- [WHAT THE EXERCISE ASKS]
In the PHISDetector issue thread, which tools are listed for prophage detection?

- [EXERCISE PASSAGE]
>>>>>

HIT-ImmunologyLab / PHISDetector

5 stars 2 forks source link

customed microbial genomes #1

Open Thexiyang opened 3 years ago

Thexiyang commented 3 years ago

Thanks for the nice tool! Is it possible for this tool run against the customed microbial genomes?

gancao commented 3 years ago

@Thexiyang Thanks for your usage! Did you mean predict hosts in microbial bacterial genomes? In PHISDetector, the database was in-built, composed of complete bacterial genomes and shotgun sequencing genomes including microbial bacterial genomes. Maybe we should consider how to provide a document for users to build personal database afterwards. Thanks for your advice!

Thexiyang commented 3 years ago

Thanks for the reply. Exactly what I am looking for. I have both virome and host datasets sequenced from the same environment. I think this will increase the matching accuracy of host and viruses. Hope this can be done very soon!

gancao commented 3 years ago

Building the bacterial database need many dependencies and software, the main process can be concluded as the followings: (1) CRISPRCasFinder, PILER-CR, CRT for CRISPR detection (2) DBSCAN-SWA, Phage_Finder for prophage detection (3) diamond, blast to make comparisons between phage sequences and bacterial sequences (4) WiSH, VirHostMatcher to calculate oligonucleotide similarity (5) optinal, annotate protein domain using rpsblast with CDD database downloaded from NCBI after the above prediction, take the CRISPR, prophage sequences to build protein or nucleotide database so we provided a pre-built database finished in our linux environment. If you pay attention to several phages and hosts, you can try our webserver(http://www.microbiome-bigdata.com/PHISDetector/index/predict)

<<<<<

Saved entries
>>>>>

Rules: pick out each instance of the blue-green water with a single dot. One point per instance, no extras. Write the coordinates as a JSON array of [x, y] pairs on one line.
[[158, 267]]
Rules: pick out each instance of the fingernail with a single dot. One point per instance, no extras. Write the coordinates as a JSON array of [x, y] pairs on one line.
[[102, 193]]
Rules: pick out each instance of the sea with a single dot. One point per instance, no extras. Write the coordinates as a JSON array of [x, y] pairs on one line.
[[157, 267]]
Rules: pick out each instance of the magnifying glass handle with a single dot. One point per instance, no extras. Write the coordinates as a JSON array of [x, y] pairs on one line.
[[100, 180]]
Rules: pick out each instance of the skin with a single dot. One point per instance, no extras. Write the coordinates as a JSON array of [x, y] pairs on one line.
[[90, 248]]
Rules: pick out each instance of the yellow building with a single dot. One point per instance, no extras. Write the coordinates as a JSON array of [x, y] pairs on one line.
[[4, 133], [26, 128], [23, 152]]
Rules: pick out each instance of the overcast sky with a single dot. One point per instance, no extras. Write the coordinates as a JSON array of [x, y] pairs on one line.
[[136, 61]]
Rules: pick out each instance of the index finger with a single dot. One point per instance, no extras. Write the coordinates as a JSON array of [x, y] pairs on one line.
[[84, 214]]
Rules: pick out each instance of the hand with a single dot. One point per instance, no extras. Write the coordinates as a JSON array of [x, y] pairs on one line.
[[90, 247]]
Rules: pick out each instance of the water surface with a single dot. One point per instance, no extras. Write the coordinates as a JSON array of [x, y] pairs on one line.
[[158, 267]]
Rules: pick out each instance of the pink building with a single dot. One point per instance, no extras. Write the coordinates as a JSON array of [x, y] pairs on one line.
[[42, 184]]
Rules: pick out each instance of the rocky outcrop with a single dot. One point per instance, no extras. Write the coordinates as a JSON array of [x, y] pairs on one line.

<<<<<

- [RESPONSE TO THIS EXERCISE]
DBSCAN-SWA and Phage_Finder.